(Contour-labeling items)
+ + + +

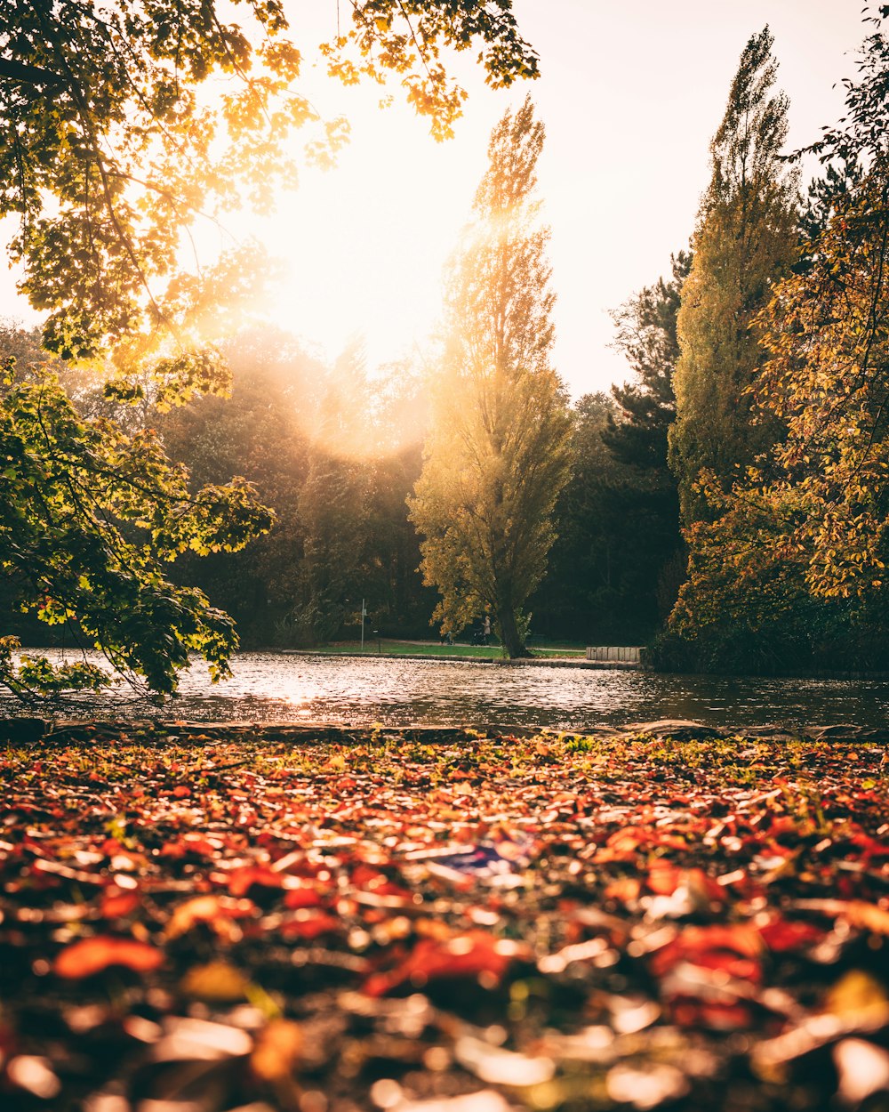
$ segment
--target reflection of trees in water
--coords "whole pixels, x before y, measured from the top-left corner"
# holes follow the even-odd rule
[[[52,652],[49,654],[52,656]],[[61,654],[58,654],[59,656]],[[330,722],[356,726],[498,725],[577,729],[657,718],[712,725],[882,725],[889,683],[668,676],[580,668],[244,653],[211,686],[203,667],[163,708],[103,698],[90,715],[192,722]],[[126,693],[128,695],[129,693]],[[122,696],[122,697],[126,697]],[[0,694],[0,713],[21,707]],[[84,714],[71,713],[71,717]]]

+ + + +

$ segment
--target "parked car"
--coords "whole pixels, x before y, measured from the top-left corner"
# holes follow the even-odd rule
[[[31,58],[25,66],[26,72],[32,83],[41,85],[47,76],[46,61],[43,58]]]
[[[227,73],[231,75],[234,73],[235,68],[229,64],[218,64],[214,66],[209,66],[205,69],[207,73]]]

+ + + +

SET TASK
Which lines in the items contain the string "target"? Pull out each of those lines in full.

RESPONSE TO THIS TASK
--target reflection of trees in water
--target "parked car"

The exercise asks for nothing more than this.